### What is expected
Among the entries that follow, the required portion opens with the line containing "box: [110, 98, 112, 111]" and closes with the line containing "negative clicks: (290, 74) (288, 75)". Give that portion again exactly, and nothing else.

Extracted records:

=== Begin Enclosure ===

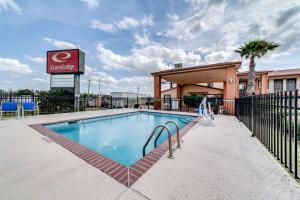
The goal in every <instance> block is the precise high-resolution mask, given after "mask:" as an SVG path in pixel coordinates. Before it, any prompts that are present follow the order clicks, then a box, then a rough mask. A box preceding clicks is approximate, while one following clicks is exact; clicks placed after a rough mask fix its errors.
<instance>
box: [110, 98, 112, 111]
mask: <svg viewBox="0 0 300 200" xmlns="http://www.w3.org/2000/svg"><path fill="white" fill-rule="evenodd" d="M110 109H112V96H111V97H110Z"/></svg>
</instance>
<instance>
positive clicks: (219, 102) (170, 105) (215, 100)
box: [153, 97, 235, 115]
mask: <svg viewBox="0 0 300 200" xmlns="http://www.w3.org/2000/svg"><path fill="white" fill-rule="evenodd" d="M153 102H154V103H153V104H154V107H155V108H156V109H157V110H173V111H184V112H196V111H197V109H198V107H193V106H189V105H186V104H185V102H184V100H183V99H178V98H161V99H154V100H153ZM207 102H210V105H211V109H212V110H213V112H214V114H226V115H234V113H235V112H234V107H235V99H223V97H209V98H207Z"/></svg>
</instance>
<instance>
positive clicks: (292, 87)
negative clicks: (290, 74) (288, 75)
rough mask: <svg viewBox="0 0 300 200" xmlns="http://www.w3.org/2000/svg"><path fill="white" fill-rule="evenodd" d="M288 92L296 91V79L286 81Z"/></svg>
mask: <svg viewBox="0 0 300 200" xmlns="http://www.w3.org/2000/svg"><path fill="white" fill-rule="evenodd" d="M286 90H287V91H291V90H296V79H295V78H289V79H286Z"/></svg>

=== End Enclosure ===

### Answer to this problem
box: [110, 98, 112, 111]
mask: <svg viewBox="0 0 300 200" xmlns="http://www.w3.org/2000/svg"><path fill="white" fill-rule="evenodd" d="M110 109H112V96H111V97H110Z"/></svg>
</instance>
<instance>
positive clicks: (219, 102) (170, 105) (215, 100)
box: [153, 97, 235, 115]
mask: <svg viewBox="0 0 300 200" xmlns="http://www.w3.org/2000/svg"><path fill="white" fill-rule="evenodd" d="M153 102H154V103H153V104H154V107H155V108H156V109H157V110H173V111H184V112H196V111H197V109H198V107H193V106H189V105H186V104H185V102H184V100H183V99H178V98H161V99H154V100H153ZM207 102H210V105H211V109H212V110H213V112H214V114H226V115H234V113H235V112H234V107H235V99H223V97H209V98H207Z"/></svg>
</instance>
<instance>
positive clicks: (292, 87)
negative clicks: (290, 74) (288, 75)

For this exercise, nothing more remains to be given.